Goal of the exercise -> Print the line where "[pin] cobblestone pavement -- one per line" occurs and every line that follows it in the data below, ending with the last line, precisely as written.

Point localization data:

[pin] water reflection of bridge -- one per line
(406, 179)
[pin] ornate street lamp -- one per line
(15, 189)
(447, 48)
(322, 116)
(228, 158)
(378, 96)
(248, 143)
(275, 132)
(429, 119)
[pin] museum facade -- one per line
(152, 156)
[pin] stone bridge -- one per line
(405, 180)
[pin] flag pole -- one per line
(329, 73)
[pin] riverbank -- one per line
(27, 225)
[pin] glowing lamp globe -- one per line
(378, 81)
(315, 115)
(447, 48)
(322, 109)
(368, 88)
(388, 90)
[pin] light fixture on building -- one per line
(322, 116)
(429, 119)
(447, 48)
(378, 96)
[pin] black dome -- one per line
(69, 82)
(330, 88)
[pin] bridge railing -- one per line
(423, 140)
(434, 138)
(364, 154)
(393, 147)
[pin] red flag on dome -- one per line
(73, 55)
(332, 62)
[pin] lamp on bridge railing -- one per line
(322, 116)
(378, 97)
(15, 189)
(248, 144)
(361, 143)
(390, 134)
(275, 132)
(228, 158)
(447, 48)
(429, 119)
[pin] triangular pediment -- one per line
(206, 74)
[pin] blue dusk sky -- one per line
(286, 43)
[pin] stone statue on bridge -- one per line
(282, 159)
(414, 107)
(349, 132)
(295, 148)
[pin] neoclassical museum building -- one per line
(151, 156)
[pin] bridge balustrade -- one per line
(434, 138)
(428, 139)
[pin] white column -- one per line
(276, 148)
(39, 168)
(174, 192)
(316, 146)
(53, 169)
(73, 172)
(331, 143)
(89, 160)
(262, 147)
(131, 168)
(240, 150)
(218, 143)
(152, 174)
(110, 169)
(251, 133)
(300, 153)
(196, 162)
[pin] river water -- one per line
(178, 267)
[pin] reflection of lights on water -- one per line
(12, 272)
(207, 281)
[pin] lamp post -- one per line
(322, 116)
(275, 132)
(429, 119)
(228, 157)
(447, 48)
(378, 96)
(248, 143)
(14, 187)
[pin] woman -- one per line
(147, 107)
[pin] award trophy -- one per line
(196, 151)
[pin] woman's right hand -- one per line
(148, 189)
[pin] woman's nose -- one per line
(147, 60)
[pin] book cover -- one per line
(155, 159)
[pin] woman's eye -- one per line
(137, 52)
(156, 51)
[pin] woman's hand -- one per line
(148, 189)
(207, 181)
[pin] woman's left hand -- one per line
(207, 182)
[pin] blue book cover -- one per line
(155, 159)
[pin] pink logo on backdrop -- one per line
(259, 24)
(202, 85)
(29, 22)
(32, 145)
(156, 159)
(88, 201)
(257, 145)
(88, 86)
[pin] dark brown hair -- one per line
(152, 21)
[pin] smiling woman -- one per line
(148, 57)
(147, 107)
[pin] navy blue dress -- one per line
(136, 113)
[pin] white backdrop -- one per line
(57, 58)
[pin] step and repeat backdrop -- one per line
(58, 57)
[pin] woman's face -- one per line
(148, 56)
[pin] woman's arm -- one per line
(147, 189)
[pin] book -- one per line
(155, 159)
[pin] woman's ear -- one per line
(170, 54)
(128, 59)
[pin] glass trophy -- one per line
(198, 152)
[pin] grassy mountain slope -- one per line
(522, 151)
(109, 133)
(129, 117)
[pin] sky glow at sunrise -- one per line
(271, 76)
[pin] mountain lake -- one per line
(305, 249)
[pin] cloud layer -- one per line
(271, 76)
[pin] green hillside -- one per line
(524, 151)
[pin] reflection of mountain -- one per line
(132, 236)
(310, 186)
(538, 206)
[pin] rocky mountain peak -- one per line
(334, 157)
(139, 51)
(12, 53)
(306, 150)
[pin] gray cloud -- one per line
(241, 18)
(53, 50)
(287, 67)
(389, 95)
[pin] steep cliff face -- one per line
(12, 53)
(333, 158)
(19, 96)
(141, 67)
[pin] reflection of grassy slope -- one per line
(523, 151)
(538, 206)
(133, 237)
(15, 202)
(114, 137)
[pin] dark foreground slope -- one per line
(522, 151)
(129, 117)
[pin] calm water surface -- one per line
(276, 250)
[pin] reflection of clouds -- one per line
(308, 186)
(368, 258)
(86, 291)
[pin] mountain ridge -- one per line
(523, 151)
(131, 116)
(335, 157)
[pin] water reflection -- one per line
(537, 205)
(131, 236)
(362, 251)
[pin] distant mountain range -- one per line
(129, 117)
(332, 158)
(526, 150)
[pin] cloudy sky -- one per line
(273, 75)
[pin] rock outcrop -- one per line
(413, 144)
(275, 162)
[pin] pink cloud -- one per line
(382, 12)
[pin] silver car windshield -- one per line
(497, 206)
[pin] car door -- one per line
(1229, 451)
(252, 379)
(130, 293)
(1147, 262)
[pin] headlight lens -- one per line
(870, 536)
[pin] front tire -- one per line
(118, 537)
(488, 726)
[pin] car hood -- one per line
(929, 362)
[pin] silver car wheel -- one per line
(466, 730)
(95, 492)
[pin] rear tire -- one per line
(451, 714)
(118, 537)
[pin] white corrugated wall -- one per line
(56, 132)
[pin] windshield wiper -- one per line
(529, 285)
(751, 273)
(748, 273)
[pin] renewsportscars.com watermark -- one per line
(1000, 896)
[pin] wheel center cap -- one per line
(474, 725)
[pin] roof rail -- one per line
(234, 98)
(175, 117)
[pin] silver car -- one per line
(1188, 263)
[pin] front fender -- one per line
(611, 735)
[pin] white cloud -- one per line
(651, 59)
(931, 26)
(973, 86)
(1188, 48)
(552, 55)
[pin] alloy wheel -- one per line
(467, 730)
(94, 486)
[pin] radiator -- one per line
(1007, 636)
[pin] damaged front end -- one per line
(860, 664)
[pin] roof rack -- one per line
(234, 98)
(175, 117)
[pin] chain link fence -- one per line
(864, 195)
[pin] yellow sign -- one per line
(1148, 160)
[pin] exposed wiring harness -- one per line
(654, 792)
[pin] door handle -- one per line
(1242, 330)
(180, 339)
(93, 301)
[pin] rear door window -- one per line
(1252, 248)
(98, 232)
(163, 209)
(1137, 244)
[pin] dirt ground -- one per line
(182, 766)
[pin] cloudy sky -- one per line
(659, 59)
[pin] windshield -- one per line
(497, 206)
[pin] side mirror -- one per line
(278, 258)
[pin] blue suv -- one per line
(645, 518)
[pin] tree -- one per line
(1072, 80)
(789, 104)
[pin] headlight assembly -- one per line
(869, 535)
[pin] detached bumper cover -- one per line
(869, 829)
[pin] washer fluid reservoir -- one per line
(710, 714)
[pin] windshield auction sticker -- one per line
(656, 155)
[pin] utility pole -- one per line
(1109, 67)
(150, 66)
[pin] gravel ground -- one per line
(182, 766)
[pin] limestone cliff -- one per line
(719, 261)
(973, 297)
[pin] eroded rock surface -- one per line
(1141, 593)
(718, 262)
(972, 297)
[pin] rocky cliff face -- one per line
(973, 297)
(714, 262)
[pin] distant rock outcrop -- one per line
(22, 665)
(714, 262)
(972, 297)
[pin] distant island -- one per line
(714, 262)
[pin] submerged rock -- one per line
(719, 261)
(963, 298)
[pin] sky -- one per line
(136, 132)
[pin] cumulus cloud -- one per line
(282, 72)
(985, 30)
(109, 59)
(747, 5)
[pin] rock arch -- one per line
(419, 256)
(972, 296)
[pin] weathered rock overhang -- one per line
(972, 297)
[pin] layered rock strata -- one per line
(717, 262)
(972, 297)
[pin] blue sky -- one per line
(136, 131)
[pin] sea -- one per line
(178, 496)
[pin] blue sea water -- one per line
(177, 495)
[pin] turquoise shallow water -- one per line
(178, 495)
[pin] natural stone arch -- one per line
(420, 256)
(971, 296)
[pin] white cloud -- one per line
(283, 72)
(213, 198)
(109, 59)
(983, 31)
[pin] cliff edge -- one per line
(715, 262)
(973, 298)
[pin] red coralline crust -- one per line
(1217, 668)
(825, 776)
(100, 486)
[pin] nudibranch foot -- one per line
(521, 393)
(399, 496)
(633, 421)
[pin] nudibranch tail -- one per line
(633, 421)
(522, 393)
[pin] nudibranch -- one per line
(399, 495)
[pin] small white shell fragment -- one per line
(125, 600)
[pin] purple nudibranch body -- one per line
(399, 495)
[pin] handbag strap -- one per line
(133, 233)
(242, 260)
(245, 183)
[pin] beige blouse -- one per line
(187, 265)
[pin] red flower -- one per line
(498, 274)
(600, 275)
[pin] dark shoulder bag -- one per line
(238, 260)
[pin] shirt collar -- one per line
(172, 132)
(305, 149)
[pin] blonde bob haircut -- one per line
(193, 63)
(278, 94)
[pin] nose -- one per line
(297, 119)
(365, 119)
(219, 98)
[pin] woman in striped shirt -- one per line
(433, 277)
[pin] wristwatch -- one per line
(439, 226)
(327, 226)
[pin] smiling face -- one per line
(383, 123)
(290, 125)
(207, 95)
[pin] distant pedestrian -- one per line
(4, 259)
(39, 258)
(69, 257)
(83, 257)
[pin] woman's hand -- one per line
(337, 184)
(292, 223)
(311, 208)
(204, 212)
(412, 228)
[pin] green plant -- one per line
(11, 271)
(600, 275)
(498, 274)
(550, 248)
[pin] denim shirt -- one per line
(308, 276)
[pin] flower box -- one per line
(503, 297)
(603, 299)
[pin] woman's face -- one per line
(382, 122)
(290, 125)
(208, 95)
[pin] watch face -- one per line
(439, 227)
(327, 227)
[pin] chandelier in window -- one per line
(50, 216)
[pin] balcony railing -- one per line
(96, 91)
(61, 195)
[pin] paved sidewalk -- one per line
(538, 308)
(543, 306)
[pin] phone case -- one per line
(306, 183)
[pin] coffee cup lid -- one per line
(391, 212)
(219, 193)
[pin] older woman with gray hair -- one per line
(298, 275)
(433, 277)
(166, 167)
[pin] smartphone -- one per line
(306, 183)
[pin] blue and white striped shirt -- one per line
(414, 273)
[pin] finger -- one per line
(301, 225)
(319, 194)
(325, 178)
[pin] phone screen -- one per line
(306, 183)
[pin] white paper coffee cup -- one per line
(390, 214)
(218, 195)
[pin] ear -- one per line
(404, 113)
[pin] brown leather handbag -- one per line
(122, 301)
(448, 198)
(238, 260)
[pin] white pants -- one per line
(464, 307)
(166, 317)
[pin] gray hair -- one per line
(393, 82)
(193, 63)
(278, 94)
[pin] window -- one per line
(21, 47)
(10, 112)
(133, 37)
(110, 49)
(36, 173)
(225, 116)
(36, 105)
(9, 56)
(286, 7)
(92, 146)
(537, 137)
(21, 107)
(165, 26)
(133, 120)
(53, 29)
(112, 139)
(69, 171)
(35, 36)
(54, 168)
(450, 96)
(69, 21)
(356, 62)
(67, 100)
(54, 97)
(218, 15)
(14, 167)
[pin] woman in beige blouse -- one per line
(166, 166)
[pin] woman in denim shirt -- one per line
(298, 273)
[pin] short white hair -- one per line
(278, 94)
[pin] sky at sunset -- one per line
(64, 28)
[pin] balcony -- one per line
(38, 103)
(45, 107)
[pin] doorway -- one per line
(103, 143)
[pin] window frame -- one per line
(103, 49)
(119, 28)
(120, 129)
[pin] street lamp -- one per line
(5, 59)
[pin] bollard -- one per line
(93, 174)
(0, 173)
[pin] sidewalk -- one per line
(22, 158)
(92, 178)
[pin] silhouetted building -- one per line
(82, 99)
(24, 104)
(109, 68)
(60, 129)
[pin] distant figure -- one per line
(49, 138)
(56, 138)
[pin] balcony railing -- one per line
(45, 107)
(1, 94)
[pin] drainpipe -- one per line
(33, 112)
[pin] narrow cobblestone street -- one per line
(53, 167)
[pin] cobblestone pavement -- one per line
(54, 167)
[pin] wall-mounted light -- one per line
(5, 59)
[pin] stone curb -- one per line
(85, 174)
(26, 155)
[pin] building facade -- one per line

Written answer ->
[pin] cobblestone pavement -- one per line
(54, 167)
[pin] wall-mounted light -- one per line
(5, 59)
[pin] stone curb -- one per line
(85, 174)
(26, 155)
[pin] building facade -- one per line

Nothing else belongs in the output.